● **Supplied material**
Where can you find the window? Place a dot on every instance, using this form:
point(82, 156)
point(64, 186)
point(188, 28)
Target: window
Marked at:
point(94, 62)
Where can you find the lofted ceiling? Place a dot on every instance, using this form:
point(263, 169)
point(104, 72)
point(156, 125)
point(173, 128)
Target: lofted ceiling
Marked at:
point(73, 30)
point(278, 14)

● **Aim**
Reproduce word for word the part of the rows that opens with the line containing "Where can you find the lofted" and runs through the end of the rows, including both ends.

● **Solution for this exercise**
Where can you find the lofted ceiling? Place a dot on every instance, using this form:
point(263, 169)
point(104, 72)
point(156, 125)
point(173, 128)
Target: lofted ceiling
Marked at:
point(73, 30)
point(278, 14)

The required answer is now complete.